TASK DETAILS
Please write out the final portion of the records below exactly: the line containing "Exercise. Identify the skyscraper", every line after it, and nothing else.

Saved entries:
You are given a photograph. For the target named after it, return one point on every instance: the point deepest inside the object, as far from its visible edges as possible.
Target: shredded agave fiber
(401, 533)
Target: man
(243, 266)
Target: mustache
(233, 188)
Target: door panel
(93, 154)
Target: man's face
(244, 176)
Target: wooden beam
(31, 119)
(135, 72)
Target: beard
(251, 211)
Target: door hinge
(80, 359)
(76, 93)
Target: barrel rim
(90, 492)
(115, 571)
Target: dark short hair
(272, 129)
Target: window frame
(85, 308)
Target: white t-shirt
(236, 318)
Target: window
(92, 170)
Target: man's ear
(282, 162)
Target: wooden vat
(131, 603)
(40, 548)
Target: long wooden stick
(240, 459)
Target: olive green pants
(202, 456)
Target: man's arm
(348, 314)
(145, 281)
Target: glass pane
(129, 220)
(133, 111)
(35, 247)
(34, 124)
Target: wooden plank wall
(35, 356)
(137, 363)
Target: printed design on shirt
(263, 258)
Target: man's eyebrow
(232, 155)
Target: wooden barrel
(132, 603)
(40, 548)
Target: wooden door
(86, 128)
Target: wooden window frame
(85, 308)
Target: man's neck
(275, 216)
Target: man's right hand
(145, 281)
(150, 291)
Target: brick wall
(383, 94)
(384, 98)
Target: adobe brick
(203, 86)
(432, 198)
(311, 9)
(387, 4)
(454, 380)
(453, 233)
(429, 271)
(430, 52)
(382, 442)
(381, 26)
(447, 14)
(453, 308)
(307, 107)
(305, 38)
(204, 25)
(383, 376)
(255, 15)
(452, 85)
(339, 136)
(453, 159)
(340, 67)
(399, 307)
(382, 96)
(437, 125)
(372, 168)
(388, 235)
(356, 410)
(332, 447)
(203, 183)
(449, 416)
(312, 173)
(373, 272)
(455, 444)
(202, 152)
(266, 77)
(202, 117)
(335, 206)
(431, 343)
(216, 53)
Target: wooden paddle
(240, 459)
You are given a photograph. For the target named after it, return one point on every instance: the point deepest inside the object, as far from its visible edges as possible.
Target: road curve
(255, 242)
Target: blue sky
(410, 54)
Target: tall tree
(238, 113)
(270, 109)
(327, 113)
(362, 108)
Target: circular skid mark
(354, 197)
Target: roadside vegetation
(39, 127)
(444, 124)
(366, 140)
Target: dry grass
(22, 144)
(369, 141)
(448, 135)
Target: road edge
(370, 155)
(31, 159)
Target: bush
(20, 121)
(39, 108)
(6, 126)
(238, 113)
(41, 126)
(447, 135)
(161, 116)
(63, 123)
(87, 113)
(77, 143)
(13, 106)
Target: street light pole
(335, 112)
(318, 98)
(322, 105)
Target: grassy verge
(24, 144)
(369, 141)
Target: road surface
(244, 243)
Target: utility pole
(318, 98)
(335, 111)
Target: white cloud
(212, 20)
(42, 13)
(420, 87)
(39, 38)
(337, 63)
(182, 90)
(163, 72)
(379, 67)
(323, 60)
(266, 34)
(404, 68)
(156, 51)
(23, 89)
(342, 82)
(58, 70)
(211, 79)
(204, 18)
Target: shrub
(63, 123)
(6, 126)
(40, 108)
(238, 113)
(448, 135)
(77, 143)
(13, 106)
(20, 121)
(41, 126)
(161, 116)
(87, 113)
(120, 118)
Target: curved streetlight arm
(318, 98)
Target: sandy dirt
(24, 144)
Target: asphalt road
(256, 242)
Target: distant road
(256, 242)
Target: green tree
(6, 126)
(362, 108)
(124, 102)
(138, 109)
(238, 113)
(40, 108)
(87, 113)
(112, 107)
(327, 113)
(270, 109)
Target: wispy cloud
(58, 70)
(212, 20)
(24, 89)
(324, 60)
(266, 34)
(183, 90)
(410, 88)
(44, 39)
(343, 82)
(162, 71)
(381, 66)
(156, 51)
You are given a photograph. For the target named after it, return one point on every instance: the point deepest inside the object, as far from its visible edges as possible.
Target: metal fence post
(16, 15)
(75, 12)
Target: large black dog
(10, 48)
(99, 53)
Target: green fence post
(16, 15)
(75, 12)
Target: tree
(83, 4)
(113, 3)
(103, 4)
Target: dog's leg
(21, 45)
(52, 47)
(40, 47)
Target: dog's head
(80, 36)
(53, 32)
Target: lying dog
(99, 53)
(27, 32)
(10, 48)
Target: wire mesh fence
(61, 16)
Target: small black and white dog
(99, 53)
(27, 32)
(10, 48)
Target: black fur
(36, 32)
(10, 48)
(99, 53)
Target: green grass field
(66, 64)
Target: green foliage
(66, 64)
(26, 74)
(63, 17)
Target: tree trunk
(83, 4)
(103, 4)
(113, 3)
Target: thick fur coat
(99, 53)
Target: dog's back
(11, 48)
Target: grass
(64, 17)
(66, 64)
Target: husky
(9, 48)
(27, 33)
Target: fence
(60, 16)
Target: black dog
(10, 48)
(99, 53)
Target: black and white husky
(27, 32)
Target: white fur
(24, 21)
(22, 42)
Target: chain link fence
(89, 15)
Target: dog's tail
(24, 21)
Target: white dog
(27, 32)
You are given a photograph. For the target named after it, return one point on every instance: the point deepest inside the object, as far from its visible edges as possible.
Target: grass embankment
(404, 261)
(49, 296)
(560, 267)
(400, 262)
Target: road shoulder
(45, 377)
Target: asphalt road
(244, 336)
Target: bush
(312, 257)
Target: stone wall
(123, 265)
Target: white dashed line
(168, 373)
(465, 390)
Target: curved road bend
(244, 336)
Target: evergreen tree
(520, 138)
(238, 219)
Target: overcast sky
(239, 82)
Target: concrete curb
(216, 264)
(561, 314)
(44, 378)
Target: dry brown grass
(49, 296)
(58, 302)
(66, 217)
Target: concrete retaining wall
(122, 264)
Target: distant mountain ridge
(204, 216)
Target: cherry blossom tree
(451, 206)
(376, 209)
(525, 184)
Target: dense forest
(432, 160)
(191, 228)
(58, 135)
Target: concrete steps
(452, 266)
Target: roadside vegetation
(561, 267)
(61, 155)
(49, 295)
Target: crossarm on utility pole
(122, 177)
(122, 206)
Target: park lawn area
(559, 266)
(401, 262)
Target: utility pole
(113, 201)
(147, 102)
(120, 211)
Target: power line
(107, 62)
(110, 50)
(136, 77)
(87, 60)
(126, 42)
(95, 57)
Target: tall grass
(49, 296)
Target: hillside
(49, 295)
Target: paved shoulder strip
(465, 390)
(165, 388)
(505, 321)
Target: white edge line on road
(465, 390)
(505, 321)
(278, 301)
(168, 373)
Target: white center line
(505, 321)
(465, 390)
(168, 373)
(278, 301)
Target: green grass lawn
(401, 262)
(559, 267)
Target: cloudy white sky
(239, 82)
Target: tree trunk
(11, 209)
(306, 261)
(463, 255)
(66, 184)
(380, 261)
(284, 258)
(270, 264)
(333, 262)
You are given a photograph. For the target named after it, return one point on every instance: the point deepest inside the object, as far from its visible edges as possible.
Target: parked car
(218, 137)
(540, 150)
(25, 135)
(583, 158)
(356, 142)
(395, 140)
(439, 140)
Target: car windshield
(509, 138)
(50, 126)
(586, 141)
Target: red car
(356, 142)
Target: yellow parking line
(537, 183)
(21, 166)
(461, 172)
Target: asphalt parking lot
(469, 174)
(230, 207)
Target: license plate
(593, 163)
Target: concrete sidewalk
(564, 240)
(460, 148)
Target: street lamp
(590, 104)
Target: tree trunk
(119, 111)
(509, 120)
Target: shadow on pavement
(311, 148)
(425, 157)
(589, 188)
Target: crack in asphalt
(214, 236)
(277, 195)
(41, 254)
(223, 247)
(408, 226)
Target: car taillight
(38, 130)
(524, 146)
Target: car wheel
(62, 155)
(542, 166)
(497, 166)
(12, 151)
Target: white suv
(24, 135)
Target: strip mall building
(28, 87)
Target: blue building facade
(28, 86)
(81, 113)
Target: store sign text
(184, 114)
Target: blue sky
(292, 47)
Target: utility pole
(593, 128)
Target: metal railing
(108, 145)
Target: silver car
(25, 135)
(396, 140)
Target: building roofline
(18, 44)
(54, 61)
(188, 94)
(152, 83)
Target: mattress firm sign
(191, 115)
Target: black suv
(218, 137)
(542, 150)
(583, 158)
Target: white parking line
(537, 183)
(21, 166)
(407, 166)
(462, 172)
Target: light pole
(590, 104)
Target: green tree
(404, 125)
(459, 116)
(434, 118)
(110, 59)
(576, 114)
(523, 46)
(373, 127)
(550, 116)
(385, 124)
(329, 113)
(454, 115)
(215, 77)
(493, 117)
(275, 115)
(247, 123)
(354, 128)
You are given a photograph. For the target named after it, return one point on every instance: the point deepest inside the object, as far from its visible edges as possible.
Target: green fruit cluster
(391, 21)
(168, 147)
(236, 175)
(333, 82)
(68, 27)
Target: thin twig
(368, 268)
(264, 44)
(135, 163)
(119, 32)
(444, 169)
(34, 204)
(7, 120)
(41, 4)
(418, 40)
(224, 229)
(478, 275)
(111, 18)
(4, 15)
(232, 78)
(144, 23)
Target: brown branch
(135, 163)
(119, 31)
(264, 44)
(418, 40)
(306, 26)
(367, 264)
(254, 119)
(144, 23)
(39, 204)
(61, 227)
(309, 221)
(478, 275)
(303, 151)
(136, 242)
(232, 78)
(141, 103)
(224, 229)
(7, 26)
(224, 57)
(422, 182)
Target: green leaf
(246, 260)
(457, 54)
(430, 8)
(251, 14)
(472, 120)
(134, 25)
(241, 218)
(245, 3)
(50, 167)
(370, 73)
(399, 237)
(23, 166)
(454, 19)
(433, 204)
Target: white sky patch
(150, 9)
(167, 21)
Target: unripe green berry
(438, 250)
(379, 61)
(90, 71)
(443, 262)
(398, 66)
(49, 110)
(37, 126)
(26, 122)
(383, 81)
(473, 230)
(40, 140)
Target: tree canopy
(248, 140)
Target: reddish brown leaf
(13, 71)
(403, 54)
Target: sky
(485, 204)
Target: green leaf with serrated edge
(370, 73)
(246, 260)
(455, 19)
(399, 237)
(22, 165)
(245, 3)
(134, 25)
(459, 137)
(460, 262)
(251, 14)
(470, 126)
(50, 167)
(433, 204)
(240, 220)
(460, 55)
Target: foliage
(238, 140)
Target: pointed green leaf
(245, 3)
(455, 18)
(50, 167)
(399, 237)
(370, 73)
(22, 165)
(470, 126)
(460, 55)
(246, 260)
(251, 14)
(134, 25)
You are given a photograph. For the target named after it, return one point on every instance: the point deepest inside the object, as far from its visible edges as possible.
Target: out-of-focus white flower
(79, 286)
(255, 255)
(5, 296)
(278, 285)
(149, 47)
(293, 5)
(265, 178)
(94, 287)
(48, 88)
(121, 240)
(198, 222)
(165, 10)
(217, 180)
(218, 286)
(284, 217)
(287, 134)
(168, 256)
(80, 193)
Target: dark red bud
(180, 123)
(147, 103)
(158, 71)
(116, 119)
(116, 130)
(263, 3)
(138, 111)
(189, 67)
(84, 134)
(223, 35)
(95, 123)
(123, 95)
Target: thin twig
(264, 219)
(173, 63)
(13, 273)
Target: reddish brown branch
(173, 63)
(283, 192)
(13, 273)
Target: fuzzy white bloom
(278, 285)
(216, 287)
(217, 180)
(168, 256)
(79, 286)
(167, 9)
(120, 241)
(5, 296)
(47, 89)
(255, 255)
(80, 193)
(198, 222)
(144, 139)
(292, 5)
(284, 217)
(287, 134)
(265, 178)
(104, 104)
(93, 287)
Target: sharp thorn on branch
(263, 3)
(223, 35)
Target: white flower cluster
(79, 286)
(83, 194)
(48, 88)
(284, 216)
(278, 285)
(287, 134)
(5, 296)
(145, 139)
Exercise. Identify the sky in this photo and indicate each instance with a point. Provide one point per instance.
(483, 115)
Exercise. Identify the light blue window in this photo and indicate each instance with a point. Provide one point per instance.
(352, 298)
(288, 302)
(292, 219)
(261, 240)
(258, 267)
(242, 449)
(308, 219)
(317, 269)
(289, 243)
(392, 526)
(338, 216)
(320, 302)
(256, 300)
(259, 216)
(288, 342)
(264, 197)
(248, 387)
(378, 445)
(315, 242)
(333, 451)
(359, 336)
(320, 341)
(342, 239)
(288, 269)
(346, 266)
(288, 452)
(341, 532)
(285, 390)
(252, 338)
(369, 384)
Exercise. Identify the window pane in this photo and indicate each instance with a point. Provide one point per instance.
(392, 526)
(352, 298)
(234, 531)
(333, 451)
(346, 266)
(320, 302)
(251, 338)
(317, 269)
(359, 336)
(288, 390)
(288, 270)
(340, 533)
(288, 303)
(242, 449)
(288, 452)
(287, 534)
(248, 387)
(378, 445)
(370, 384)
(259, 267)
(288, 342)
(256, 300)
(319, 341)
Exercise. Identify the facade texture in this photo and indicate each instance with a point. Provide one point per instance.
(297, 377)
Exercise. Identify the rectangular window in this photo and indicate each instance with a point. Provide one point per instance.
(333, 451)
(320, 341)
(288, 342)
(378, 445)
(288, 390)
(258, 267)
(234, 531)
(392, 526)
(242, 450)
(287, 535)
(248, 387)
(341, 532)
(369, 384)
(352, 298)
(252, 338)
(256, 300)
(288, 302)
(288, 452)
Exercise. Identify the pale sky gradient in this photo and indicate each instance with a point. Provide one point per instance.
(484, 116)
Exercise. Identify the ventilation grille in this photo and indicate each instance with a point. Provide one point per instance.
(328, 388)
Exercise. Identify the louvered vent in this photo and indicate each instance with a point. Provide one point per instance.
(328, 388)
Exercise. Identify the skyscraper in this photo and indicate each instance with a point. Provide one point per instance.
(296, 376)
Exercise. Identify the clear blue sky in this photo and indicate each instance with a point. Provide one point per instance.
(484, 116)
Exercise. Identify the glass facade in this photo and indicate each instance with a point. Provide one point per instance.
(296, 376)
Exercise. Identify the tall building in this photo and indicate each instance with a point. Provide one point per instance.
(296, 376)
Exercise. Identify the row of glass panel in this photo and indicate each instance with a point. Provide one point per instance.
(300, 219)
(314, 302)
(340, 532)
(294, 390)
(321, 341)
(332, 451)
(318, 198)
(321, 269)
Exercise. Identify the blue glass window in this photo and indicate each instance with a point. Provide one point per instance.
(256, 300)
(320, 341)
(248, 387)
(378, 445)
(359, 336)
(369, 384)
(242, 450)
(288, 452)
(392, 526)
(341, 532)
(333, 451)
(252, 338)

WRITTEN SOLUTION
Exercise. Identify the skyscraper in this photo and indicate each instance with a point. Provide one point per instance.
(296, 376)
Exercise. Identify the clear blue sky in this photo and indicate each instance with a point. Provide one point per instance.
(484, 116)
Exercise. Identify the glass facade in this photo and indicate each instance with a point. Provide one point per instance.
(296, 376)
Exercise. Identify the tall building in this photo and indicate each instance with a point. Provide one point per instance.
(296, 376)
Exercise. Identify the row of glass panel in this photo and indicate each instance with a point. Provide one point per instance.
(300, 219)
(314, 302)
(340, 532)
(294, 390)
(321, 341)
(332, 451)
(318, 198)
(321, 269)
Exercise. Identify the blue glass window in this photo and indicate each instance with a point. Provide one point per instance.
(256, 300)
(320, 341)
(248, 387)
(378, 445)
(359, 336)
(369, 384)
(242, 450)
(288, 452)
(392, 526)
(341, 532)
(333, 451)
(252, 338)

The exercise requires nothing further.